● Information

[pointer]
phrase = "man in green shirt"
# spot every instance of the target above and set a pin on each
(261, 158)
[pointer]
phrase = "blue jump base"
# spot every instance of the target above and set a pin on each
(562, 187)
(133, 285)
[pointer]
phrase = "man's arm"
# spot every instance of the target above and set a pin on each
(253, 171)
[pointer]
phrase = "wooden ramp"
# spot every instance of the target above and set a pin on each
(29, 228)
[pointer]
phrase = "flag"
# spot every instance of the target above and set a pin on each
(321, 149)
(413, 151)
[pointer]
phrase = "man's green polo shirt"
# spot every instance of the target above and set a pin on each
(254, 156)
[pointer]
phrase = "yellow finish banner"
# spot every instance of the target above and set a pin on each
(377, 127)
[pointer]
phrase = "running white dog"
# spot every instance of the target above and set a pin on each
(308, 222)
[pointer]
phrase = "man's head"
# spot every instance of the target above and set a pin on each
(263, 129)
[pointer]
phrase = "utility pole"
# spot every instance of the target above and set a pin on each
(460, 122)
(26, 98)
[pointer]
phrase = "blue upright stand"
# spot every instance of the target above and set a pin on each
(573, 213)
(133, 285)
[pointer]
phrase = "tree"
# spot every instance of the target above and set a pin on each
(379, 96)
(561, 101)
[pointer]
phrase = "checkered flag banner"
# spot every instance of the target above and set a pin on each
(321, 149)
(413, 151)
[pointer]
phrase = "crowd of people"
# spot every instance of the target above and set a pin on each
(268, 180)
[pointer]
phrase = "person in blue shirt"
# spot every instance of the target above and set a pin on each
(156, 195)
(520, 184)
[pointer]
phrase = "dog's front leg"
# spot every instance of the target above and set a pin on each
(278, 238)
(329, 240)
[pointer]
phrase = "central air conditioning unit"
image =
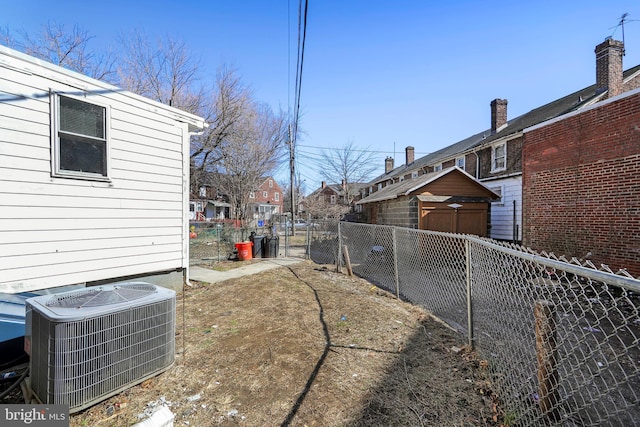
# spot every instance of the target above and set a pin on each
(89, 344)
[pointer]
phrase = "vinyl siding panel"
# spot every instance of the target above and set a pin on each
(57, 231)
(502, 225)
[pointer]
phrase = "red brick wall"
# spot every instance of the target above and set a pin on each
(581, 185)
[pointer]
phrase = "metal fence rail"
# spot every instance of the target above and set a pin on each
(562, 340)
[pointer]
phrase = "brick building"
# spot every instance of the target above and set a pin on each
(581, 184)
(266, 200)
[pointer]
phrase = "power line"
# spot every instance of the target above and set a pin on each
(362, 150)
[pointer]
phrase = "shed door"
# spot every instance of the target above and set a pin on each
(438, 220)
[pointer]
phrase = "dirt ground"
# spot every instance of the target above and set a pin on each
(306, 346)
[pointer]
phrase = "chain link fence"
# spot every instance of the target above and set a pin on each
(561, 338)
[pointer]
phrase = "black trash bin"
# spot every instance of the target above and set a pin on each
(257, 247)
(270, 246)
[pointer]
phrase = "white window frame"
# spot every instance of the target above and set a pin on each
(495, 167)
(56, 169)
(499, 190)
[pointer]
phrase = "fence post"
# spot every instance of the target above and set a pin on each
(395, 262)
(467, 257)
(339, 260)
(544, 313)
(308, 242)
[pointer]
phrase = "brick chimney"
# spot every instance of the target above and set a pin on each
(410, 155)
(498, 114)
(388, 164)
(609, 67)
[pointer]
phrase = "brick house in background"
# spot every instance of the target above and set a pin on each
(333, 200)
(494, 156)
(581, 183)
(266, 200)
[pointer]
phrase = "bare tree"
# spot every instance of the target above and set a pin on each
(229, 100)
(165, 71)
(250, 152)
(347, 166)
(6, 38)
(66, 48)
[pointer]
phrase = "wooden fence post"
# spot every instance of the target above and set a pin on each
(545, 318)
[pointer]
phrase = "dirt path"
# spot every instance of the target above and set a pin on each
(305, 346)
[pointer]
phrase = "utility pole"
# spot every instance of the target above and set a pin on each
(292, 170)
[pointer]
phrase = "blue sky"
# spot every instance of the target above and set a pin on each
(380, 74)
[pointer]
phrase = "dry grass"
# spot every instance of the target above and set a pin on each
(305, 346)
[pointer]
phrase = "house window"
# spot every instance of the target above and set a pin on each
(79, 139)
(499, 191)
(499, 157)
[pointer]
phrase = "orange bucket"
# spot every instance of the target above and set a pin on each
(244, 250)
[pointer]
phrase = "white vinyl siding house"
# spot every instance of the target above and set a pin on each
(503, 226)
(65, 220)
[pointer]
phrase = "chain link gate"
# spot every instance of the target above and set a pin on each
(561, 339)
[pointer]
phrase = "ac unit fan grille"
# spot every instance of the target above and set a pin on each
(81, 362)
(101, 296)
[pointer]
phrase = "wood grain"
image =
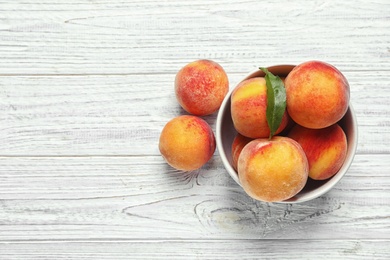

● Exercise description
Without the pictures, copy the material exactly as given.

● Response
[pointer]
phrase = "man in green shirt"
# spot every instance of the target above and set a pin on each
(261, 158)
[pointer]
phrase = "blue jump base"
# spot every instance of the target above and set a pin on each
(562, 187)
(133, 285)
[pointer]
phrase = "man's arm"
# spot every instance of the target above and set a pin on each
(253, 171)
[pointer]
phrase = "wooden ramp"
# spot every instance of the target above and set a pin on each
(29, 228)
[pointer]
phrase = "flag"
# spot every instance of the target above and set a pin on each
(321, 149)
(413, 151)
[pointer]
phrase = "man's green polo shirt"
# spot every instance of the target above and set a pin on each
(254, 156)
[pointer]
phrase = "yellow finish banner"
# spot every instance of the target above and set a pin on each
(377, 127)
[pointer]
phrase = "running white dog"
# spot every instance of the target above and set a pin on each
(308, 222)
[pointer]
phrase = "man's head"
# spot every instance of the target above and set a pin on each
(263, 129)
[pointer]
phrase = "utility pole"
# spot every instance of the target above and set a pin on each
(460, 122)
(26, 98)
[pointer]
phrase = "blue upright stand"
# spot every instance of the target above and set a pin on each
(573, 213)
(133, 285)
[pointer]
phrase = "tree"
# spot every instance of the target above and set a pin on each
(379, 96)
(561, 101)
[pointer]
phrase = "checkered flag banner"
# spot every instance of the target above and set a pin on each
(321, 149)
(413, 151)
[pointer]
phrase = "crowd of people"
# spot every instance of the target above and set a pin on each
(268, 180)
[pointer]
phrase = "person in blue shirt"
# spot every instance of the target above and set a pin on each
(156, 195)
(520, 184)
[pointer]
phrase = "dog's front leg"
# spot every instance of the target above and set a pin on each
(278, 238)
(329, 240)
[pointer]
phrase = "central air conditioning unit"
image =
# spot every instance of the target above and set a pin on each
(89, 344)
[pointer]
phrase = "vinyl siding panel"
# spot every instance of the target above and set a pin on each
(57, 231)
(502, 225)
[pointer]
phrase = "red brick wall"
# spot every instance of the target above and set a pin on each
(581, 185)
[pointer]
phrase = "metal fence rail"
# spot every instance of the target above and set a pin on each
(562, 340)
[pointer]
phrase = "brick building"
# spot every instance of the target above and set a pin on each
(581, 184)
(266, 200)
[pointer]
phrase = "power line"
# spot every instance of the target above and set a pin on each
(362, 150)
[pointer]
phrase = "shed door"
# spot every instance of the target above and set a pin on each
(438, 220)
[pointer]
phrase = "dirt ground"
# spot every instance of the target above and set a pin on each
(306, 346)
[pointer]
phrase = "chain link fence"
# spot every instance of the target above and set a pin on each
(561, 338)
[pointer]
phrase = "black trash bin"
# spot every instance of the target above and set a pin on each
(257, 247)
(270, 246)
[pointer]
phrase = "white window frame"
# spot every instance of the target above and set a pin on each
(495, 167)
(56, 169)
(499, 190)
[pointer]
phrase = "fence post"
# spot every instance of the target above and set a pin on each
(395, 262)
(467, 257)
(339, 260)
(544, 313)
(308, 242)
[pointer]
phrase = "brick chimney"
# spot every instance of the target above and set a pin on each
(410, 155)
(498, 114)
(388, 164)
(609, 67)
[pointer]
phrase = "brick house in background"
# spot every instance of the target above and set a pin on each
(333, 200)
(494, 156)
(581, 183)
(266, 200)
[pointer]
phrase = "bare tree"
# spot every instance of the target above and set a pin on each
(229, 100)
(165, 71)
(250, 152)
(347, 166)
(6, 38)
(66, 48)
[pointer]
phrase = "wooden fence post"
# spot every instance of the target above and set a pin on each
(545, 318)
[pointer]
phrase = "dirt path"
# spot every instance of the target above and set a pin on each
(305, 346)
[pointer]
phrase = "utility pole"
# spot every instance of the target above and set a pin on each
(292, 170)
[pointer]
phrase = "blue sky"
# spot every instance of the target above and set a pin on each
(380, 74)
[pointer]
phrase = "dry grass"
# spot every instance of the target above and set a pin on each
(305, 346)
[pointer]
phrase = "house window"
# spot every instance of the target above and set a pin on each
(79, 139)
(499, 191)
(499, 157)
[pointer]
phrase = "orange bucket"
# spot every instance of the target above and set a pin on each
(244, 250)
[pointer]
phrase = "white vinyl siding house"
# spot every instance of the target above and set a pin on each
(503, 226)
(65, 220)
[pointer]
phrase = "chain link gate"
# spot every instance of the target above and set a pin on each
(561, 339)
[pointer]
phrase = "ac unit fan grille"
# spot every instance of the target above and set a pin on each
(81, 362)
(101, 296)
[pointer]
phrase = "wood grain"
image =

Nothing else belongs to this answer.